■ ARTICLE
⁂

A product catalog where JSON columns hold dynamic attributes, exposed by virtual/persistent columns for indexing and fast filters — giving the agility of semi-structured data with the performance of relational indexes.
Problem: e-commerce and marketplace catalogs have many product-specific attributes (RAM, GPU, screen_size, battery_mAh, etc.) which vary by category. Storing every attribute as a column is inflexible; storing a blob of JSON is flexible but usually performs poorly for filters unless indexed.
Solution: Keep a JSON column (specs) for flexible attributes. Expose a selected set of frequently-filtered paths as virtual (generated) columns and add indexes on them (BTREE) or persistent indexes to speed up range/eq searches. Keep JSON for everything else.
This repository is a full example: database schema (schema.sql), a data generator to produce 300k rows (load_data.py), a small Express API (/api) that prefers generated columns for filters, and a Docker Compose setup to run everything locally.
This project solves real-world problems:
- Handling dynamic product attributes without rigid schema changes.
- Enabling fast filtering and sorting on frequently queried fields.
- Scaling data ingestion for large datasets (300k+ rows).
- Maintaining data integrity and validation even with semi-structured JSON.
- Providing an API that safely exposes complex queries while preventing injection or malformed requests.
MariaDB / MySQL 8.0+ (JSON support + generated columns)
Node.js + Express (API with validation + metrics)
Docker Compose (for reproducible setup)
Python (Faker) for synthetic data generation
Hybrid database design where:
- Product attributes (RAM, GPU, screen size, battery, etc.) are stored as JSON.
- Frequently queried attributes are extracted as generated columns for B-tree indexing.
- Full API layer enables complex filters (e.g.,
ram >= 16,gpu = "RTX 4070"). - Supports high-volume data ingestion efficiently via SQL inserts or CSV +
LOAD DATA INFILE. - Provides built-in analytics views and constraints for robust data validation.

⁂

Rows from a point labeling set
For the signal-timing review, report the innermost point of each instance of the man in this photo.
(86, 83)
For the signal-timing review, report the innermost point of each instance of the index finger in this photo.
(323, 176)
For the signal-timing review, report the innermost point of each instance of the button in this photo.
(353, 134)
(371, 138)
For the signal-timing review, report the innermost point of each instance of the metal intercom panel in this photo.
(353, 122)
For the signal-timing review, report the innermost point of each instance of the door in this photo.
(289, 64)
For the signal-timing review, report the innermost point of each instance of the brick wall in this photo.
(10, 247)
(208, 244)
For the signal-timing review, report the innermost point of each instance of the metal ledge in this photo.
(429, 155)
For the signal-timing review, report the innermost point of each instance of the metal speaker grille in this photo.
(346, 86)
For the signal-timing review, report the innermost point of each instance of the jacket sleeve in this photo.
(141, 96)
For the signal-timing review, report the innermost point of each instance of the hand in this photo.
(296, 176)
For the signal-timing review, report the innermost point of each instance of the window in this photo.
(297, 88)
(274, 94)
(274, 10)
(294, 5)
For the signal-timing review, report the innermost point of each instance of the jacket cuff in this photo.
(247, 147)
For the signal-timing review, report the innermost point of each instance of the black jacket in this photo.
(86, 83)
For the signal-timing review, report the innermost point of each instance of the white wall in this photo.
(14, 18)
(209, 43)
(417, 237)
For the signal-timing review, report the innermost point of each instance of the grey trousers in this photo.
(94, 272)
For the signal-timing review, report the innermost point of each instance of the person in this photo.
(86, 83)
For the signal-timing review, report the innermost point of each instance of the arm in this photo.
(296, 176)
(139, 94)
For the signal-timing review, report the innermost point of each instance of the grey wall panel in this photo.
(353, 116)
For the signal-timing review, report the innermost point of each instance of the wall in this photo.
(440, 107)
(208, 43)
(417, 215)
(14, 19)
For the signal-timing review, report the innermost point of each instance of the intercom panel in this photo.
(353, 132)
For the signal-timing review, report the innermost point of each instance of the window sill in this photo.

⁂

■ TO BE DONE
1. In the README on the JSON product catalog, how many rows does the data generator load_data.py produce?
2. Take the README on the JSON product catalog further, starting right after its last sentence.
These rows were drawn from a separate source and have no connection to the text about the JSON product catalog.

■ ANSWERS BELOW
1. 300k rows.

2.
A production-ready, containerized flexible product catalog that stores arbitrary product attributes in a specs JSON column while providing fast, indexed SQL access via either MySQL 8 (original) or MariaDB (compatibility option). The repo contains both MySQL and MariaDB flavors — pick the one that suits your environment.
flexible-catalog/
├── docker-compose.yml # MySQL compose
├── docker-compose-mariadb.yml # MariaDB compose (optional)
├── .env
├── schema.sql # MySQL schema (JSON + generated columns)
├── schema-mariadb-compat.sql # MariaDB-compatible schema (physical columns)
├── load_data.py # MySQL loader (for generated columns)
├── load_data_mariadb.py # MariaDB loader (populates physical columns)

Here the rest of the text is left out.